### SOURCE EXCERPT ###

But in May 2014, the opposition Bharatiya Janata Party (BJP), led by Narendra Modi, won a resounding election victory. Many gay rights activists I spoke to said they didn’t vote for Modi’s party because of its social conservatism, but that they were in a wait-and-see mode: wary of the aftereffects of the December 2013 ruling, but unwilling to speak out against the BJP because they didn’t want to force Modi to comment on homosexuality. Believed to be celibate, though previously married at a young age, Modi has been quiet on the issue. Homosexuality “is a matter for the courts, not the government,” M.J. Akbar, a spokesman for the BJP, told me. “I don’t have any sense of what’s Modi’s view [is] on homosexuality.”

Still, the status quo is dangerous. Indian government data shows 587 people arrested under Section 377 from January to October 2014. But as some Indian states lack complete reports, the total is almost certainly higher. The problem, however, is persecution — not prosecution. Narrain describes it as a pyramid, with the hundreds of cases actually recorded at the top, and at the bottom, an uncountable number of cases where the law is used to blackmail, harass, and extort.

###

- WHAT TO WORK ON
- A) List every person mentioned by name in the passage about Section 377 in India.
- B) From the passage about Section 377 in India, extract the text that begins at the words "Still, the status" and stops after the words "harass, and extort.".
- C) According to the passage about Section 377 in India, why is the true number of arrests under Section 377 almost certainly higher than 587?

### PROVIDED DATA ###

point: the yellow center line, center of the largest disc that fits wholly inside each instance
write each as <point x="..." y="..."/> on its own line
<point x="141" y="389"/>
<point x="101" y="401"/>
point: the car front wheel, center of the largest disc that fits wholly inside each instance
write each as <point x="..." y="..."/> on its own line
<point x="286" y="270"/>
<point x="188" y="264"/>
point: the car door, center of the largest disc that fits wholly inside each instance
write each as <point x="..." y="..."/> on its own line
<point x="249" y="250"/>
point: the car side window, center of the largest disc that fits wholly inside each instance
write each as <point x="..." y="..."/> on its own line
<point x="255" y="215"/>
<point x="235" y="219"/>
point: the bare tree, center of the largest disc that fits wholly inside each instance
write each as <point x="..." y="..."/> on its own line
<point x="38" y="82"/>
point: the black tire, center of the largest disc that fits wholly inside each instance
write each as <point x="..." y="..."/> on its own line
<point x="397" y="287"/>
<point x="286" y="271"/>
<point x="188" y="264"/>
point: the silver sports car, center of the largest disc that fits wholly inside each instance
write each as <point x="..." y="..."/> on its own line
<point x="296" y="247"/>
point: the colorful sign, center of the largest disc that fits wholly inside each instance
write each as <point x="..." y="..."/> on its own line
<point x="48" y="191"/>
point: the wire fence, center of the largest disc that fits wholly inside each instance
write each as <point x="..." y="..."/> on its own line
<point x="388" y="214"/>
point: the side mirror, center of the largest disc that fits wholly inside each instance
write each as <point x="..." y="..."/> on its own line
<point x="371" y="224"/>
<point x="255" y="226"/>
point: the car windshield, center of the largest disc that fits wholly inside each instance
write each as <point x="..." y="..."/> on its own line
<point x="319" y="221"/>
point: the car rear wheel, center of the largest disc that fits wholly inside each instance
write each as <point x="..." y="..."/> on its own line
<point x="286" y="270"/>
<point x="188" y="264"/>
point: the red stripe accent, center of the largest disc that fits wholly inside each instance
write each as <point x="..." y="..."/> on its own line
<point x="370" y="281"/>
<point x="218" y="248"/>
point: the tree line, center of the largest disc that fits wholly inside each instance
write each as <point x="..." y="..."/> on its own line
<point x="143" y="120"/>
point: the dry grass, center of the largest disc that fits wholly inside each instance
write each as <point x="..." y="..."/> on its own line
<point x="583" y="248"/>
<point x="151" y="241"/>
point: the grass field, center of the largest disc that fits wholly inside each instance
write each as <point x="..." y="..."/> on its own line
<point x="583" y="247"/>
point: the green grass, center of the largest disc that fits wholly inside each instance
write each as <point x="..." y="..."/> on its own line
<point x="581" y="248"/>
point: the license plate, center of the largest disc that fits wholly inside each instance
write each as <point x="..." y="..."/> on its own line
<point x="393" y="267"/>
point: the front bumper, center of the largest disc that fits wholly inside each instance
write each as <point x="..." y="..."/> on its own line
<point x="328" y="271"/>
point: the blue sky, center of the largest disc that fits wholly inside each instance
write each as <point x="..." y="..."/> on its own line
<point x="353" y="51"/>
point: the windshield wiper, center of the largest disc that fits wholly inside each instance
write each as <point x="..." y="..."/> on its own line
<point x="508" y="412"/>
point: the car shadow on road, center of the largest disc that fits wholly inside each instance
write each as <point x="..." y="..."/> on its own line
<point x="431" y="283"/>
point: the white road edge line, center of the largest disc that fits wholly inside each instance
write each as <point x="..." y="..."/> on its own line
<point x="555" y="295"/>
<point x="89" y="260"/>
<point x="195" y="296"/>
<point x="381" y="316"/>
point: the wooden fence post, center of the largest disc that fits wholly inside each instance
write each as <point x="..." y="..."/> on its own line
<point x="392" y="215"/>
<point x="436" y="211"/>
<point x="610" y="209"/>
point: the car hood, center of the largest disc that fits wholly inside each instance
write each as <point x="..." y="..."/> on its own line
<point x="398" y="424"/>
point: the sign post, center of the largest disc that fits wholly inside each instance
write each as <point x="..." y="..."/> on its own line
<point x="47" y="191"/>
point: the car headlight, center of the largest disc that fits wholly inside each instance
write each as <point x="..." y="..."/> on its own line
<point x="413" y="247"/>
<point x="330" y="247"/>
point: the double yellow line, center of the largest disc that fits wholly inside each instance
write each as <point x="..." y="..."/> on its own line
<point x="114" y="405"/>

###

- LIST OF SOLUTIONS
- A)
Narendra Modi
M.J. Akbar
Narrain

- B)
Still, the status quo is dangerous. Indian government data shows 587 people arrested under Section 377 from January to October 2014. But as some Indian states lack complete reports, the total is almost certainly higher. The problem, however, is persecution — not prosecution. Narrain describes it as a pyramid, with the hundreds of cases actually recorded at the top, and at the bottom, an uncountable number of cases where the law is used to blackmail, harass, and extort.

- C) Some Indian states lack complete reports, so the government figure of 587 arrests from January to October 2014 undercounts the total.